===== Data in this exercise =====

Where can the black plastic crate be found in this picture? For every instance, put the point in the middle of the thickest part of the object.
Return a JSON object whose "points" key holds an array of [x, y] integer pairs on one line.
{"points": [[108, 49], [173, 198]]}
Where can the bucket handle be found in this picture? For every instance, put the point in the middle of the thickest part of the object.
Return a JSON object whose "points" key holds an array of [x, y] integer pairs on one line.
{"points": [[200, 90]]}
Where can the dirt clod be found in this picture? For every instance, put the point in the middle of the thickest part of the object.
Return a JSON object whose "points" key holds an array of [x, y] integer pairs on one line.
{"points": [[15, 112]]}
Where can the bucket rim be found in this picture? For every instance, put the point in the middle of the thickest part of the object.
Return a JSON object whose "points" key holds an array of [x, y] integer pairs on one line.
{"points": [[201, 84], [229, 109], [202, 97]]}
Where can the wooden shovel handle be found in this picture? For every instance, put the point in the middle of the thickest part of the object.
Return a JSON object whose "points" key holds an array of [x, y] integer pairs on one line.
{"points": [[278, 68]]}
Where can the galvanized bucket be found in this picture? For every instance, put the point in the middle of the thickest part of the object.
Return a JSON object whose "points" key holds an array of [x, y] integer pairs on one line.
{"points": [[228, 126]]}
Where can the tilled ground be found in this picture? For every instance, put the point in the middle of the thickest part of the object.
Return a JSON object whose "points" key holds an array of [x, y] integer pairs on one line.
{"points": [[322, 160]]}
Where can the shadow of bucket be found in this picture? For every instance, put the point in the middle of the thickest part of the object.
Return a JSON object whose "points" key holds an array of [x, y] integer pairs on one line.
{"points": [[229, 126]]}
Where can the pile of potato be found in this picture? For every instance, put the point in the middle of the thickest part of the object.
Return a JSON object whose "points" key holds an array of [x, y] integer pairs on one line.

=====

Revise the records by changing every "thickest part" to "widest part" and writing the lines out again with everything else left as it is.

**Written response**
Where can the black plastic crate be found in this picture? For every instance, put the point in the middle of the widest part of the object.
Return a JSON object whose "points" key holds an array of [x, y] integer pairs on one line.
{"points": [[108, 49], [173, 198]]}
Where can the bucket handle be found in this picture? For every instance, put the point in the middle of the widest part of the object.
Return a JSON object whose "points" key holds an array of [x, y] integer pairs on one line.
{"points": [[200, 90]]}
Where can the dirt clod be found in this picture? For every instance, put the point in the middle of the widest part of the object.
Return a JSON object whose "points" key holds an array of [x, y] integer pairs on one line.
{"points": [[15, 112]]}
Where can the bucket rim be found in this picture? For every instance, put the point in the middle of the widest part of the object.
Return a JSON object whose "points" key holds an array of [x, y] integer pairs on one line.
{"points": [[201, 84], [229, 109], [202, 97]]}
Where can the wooden shovel handle be found in this picture? For every instance, put the point in the middle of the widest part of the object.
Return a JSON object whose "points" key holds an array of [x, y] integer pairs on one line.
{"points": [[278, 68]]}
Where can the galvanized bucket be found in this picture? For every instance, put the point in the middle of the widest part of the object.
Return a JSON object whose "points" key holds an array of [x, y] integer pairs on one line.
{"points": [[228, 126]]}
Where can the tilled ground be found in this picture? For every instance, put the point in the middle of the widest part of the object.
Return a JSON object whose "points" key holds an array of [x, y] integer pairs on one line.
{"points": [[322, 160]]}
Where can the shadow of bucket be found in this picture? For every instance, put the point in the middle of the widest part of the object.
Return a JSON object whose "points" key holds an array of [x, y] integer pairs on one line.
{"points": [[229, 126]]}
Where can the pile of potato be found in this picture? For every instance, put the point in the middle of the widest part of the object.
Return a JSON object whose "points" key holds an array of [x, y] integer pairs on one line.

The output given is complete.